Reproduce all of the data below verbatim, leaving out the pictures.

Entries from an annotation dataset
------------------------
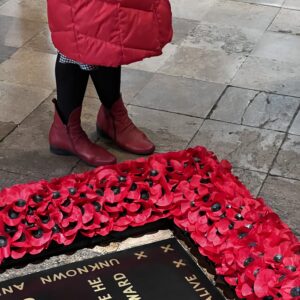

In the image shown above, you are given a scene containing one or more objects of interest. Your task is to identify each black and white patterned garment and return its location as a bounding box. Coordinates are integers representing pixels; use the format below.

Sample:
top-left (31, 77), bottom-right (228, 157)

top-left (59, 53), bottom-right (97, 71)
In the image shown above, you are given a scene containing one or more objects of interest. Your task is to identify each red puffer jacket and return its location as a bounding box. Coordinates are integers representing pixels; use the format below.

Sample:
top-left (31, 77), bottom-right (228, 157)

top-left (48, 0), bottom-right (172, 66)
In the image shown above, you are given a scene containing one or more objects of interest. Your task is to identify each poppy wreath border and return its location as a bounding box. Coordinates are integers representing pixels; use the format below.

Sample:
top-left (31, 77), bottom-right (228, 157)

top-left (0, 146), bottom-right (300, 300)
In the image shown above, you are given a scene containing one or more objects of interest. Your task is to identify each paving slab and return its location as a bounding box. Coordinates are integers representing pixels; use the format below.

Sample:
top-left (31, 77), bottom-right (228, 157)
------------------------
Output of the task:
In the image shown above, you are given a scene containing one or more objects of interest. Your task is to identify each black and white patterned garment and return its location as a bounding box. Coordinates are integers representing pixels; use the format below.

Sample:
top-left (31, 77), bottom-right (228, 157)

top-left (59, 53), bottom-right (97, 71)
In the image shown above, you are given a scene containing one or more objects of interest. Your task is to identify each red puffer jacket and return its location as a bounding box. Coordinates are integers representing pixels; use the format below.

Sample:
top-left (31, 77), bottom-right (228, 157)

top-left (48, 0), bottom-right (172, 66)
In the image shown above, you are given a scene containing one or more objects of interest. Your task is to identify each poppy wreath border and return its location as a bounding box. Coordinates are integers representing pixels; use the format below.

Sample:
top-left (31, 77), bottom-right (228, 157)

top-left (0, 146), bottom-right (300, 300)
In the image shown above, you are given a scene containing one or more objects of interest. Your task is to identify each paving slab and return its location as a bounding box. Coordinates are integers representing pixels; use the format below.

Sample:
top-left (31, 77), bottom-right (228, 157)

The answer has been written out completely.